> _Exercise goal_: In this exercise, reproduce all the entries that follow exactly.

Detection examples

__________

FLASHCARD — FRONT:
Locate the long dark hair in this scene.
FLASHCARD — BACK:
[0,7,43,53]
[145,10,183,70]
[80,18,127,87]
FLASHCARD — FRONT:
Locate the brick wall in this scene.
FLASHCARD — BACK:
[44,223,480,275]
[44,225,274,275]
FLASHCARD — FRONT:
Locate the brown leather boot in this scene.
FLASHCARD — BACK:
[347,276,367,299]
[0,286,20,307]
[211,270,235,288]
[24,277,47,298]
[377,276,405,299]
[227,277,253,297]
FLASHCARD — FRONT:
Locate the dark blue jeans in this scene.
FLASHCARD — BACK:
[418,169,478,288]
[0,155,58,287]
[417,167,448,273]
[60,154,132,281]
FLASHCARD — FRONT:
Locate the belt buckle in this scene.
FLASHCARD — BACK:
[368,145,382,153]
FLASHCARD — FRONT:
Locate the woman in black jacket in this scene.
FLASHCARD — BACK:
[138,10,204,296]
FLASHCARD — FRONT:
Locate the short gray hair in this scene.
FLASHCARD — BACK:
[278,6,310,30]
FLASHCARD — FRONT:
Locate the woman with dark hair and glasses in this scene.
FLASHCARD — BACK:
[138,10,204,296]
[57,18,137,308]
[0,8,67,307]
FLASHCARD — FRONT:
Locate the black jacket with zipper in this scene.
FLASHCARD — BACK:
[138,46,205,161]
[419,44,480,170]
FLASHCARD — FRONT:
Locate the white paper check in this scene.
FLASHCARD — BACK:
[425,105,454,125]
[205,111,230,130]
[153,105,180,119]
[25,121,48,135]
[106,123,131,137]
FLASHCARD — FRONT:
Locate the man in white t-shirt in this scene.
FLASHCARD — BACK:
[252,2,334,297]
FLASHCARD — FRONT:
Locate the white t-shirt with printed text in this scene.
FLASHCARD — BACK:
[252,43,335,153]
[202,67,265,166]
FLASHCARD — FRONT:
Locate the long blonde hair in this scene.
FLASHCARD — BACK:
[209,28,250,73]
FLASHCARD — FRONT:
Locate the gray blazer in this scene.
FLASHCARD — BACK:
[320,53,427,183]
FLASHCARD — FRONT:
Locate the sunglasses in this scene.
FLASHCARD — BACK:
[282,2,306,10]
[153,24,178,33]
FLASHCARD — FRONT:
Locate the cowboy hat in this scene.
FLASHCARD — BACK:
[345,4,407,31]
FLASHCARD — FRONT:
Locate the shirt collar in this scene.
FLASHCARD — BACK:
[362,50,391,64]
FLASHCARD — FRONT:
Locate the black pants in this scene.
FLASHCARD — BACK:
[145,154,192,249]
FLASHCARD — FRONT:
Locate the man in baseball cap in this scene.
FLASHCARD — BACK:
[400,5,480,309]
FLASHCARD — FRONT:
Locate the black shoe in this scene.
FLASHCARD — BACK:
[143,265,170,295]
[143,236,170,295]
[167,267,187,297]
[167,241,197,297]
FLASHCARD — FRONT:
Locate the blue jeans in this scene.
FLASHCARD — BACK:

__________

> _Solution to this problem_:
FLASHCARD — FRONT:
Locate the long dark hair in this scene.
FLASHCARD — BACK:
[0,7,43,53]
[145,10,183,70]
[80,18,127,87]
FLASHCARD — FRONT:
Locate the brick wall in this scene.
FLASHCARD — BACK:
[44,223,480,275]
[44,225,274,275]
FLASHCARD — FRONT:
Locate the brown leather boot in this scene.
FLASHCARD — BACK:
[347,276,367,299]
[0,286,20,307]
[211,270,235,288]
[24,277,47,298]
[377,276,405,299]
[227,277,253,297]
FLASHCARD — FRONT:
Locate the dark blue jeans in this scene.
FLASHCARD — BACK:
[418,169,478,288]
[0,155,58,287]
[417,167,448,273]
[60,154,132,281]
FLASHCARD — FRONT:
Locate the belt buckle in this scene.
FLASHCARD — BACK:
[368,145,382,153]
FLASHCARD — FRONT:
Locate the woman in black jacket in this scene.
FLASHCARD — BACK:
[138,10,204,296]
FLASHCARD — FRONT:
Locate the short gray hair in this scene.
FLASHCARD — BACK:
[278,6,310,30]
FLASHCARD — FRONT:
Locate the woman with dark hair and glasses in this scene.
FLASHCARD — BACK:
[138,10,204,296]
[57,18,137,308]
[0,8,67,307]
FLASHCARD — FRONT:
Locate the black jacket with zipper in this scene.
FLASHCARD — BACK:
[138,46,205,161]
[419,44,480,170]
FLASHCARD — FRONT:
Locate the white paper check in this scene.
FLASHCARD — BACK:
[425,105,454,125]
[205,111,230,130]
[153,105,180,119]
[25,121,48,135]
[106,123,131,137]
FLASHCARD — FRONT:
Locate the man in white t-shirt in this scene.
FLASHCARD — BACK:
[252,2,334,297]
FLASHCARD — FRONT:
Locate the white t-shirt with printed text in this scene.
FLASHCARD — BACK:
[252,43,335,153]
[202,67,265,166]
FLASHCARD — FRONT:
Locate the long blonde hair in this scene.
FLASHCARD — BACK:
[209,28,250,73]
FLASHCARD — FRONT:
Locate the gray blazer in this scene.
FLASHCARD — BACK:
[320,53,427,183]
FLASHCARD — FRONT:
Locate the sunglasses in this scene.
FLASHCARD — BACK:
[282,2,306,10]
[153,24,178,33]
FLASHCARD — FRONT:
Locate the cowboy hat in this scene.
FLASHCARD — BACK:
[345,4,407,31]
FLASHCARD — FRONT:
Locate the shirt collar in this scene.
FLASHCARD — BACK:
[362,50,391,64]
FLASHCARD — FRONT:
Locate the black pants in this scene.
FLASHCARD — BACK:
[145,154,192,249]
FLASHCARD — FRONT:
Locate the man in baseball cap in this scene.
FLASHCARD — BACK:
[400,5,480,309]
FLASHCARD — FRONT:
Locate the black shoe in this scene.
FLASHCARD — BACK:
[143,265,170,295]
[143,236,170,295]
[167,267,187,297]
[167,241,197,297]
FLASHCARD — FRONT:
Locate the blue jeans in this scene.
FLASHCARD — BACK:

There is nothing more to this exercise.